▶ **Problem statement**
Write out the following listing in full, exactly as it reads.

▶ **Stored data**
---
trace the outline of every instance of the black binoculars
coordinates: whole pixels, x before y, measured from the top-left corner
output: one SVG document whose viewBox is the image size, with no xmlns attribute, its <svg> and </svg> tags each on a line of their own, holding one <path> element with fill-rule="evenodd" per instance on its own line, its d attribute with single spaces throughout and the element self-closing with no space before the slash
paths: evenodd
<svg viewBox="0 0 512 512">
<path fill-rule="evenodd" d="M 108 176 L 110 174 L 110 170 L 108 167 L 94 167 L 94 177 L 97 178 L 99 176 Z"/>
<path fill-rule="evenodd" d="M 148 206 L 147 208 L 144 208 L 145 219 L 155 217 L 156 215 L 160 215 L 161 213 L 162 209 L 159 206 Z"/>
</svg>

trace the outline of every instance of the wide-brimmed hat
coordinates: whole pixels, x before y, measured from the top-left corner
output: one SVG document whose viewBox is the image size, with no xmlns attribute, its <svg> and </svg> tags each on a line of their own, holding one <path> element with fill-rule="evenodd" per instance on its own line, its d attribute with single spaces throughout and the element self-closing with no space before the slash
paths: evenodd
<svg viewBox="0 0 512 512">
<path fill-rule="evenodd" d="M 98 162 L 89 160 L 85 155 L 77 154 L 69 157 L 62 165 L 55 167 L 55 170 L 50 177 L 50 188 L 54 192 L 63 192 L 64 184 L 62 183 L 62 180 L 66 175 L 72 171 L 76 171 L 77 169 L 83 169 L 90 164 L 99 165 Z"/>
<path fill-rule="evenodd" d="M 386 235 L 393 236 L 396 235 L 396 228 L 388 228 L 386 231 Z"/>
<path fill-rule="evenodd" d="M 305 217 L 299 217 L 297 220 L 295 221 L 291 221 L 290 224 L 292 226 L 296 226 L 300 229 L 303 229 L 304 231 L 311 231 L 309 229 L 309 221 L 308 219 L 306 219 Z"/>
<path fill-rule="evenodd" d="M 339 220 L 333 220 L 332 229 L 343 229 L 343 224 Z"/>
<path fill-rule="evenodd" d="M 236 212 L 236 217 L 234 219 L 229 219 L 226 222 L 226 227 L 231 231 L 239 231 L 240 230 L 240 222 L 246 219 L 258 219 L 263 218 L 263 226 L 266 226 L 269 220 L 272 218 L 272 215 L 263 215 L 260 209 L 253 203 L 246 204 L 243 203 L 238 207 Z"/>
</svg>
---
▶ **Exercise result**
trace the outline of every instance of the black binoculars
coordinates: whole pixels, x before y, measured from the top-left corner
output: one SVG document whose viewBox is the image size, with no xmlns attribute, its <svg> and </svg> tags each on a line of their own, holding one <path> element with fill-rule="evenodd" per instance on its own line, its d attribute with single spaces throughout and the element self-closing with no space before the slash
paths: evenodd
<svg viewBox="0 0 512 512">
<path fill-rule="evenodd" d="M 108 176 L 110 174 L 110 170 L 108 167 L 94 167 L 94 177 L 97 178 L 99 176 Z"/>
<path fill-rule="evenodd" d="M 148 206 L 147 208 L 144 208 L 145 219 L 155 217 L 156 215 L 160 215 L 161 213 L 162 209 L 159 206 Z"/>
</svg>

trace the outline of every instance of the wide-brimmed hat
coordinates: whole pixels, x before y, measured from the top-left corner
output: one SVG document whose viewBox is the image size, with no xmlns attribute, its <svg> and </svg> tags each on a line of their own, holding one <path> element with fill-rule="evenodd" per instance on its own line, its d attribute with single spaces throughout and the element self-closing with no space before the slash
paths: evenodd
<svg viewBox="0 0 512 512">
<path fill-rule="evenodd" d="M 98 162 L 89 160 L 85 155 L 77 154 L 69 157 L 62 165 L 55 167 L 55 170 L 50 177 L 50 188 L 54 192 L 63 192 L 64 184 L 62 183 L 62 180 L 66 175 L 72 171 L 76 171 L 77 169 L 83 169 L 90 164 L 99 165 Z"/>
<path fill-rule="evenodd" d="M 386 235 L 393 236 L 396 235 L 396 228 L 388 228 L 386 231 Z"/>
<path fill-rule="evenodd" d="M 305 217 L 299 217 L 297 220 L 295 221 L 291 221 L 290 224 L 292 226 L 296 226 L 300 229 L 303 229 L 304 231 L 311 231 L 309 229 L 309 221 L 308 219 L 306 219 Z"/>
<path fill-rule="evenodd" d="M 339 220 L 333 220 L 332 229 L 343 229 L 343 224 Z"/>
<path fill-rule="evenodd" d="M 236 212 L 236 217 L 234 219 L 229 219 L 226 222 L 226 227 L 231 231 L 239 231 L 240 230 L 240 222 L 246 219 L 258 219 L 263 218 L 263 226 L 266 226 L 269 220 L 272 218 L 272 215 L 263 215 L 260 209 L 253 203 L 246 204 L 243 203 L 238 207 Z"/>
</svg>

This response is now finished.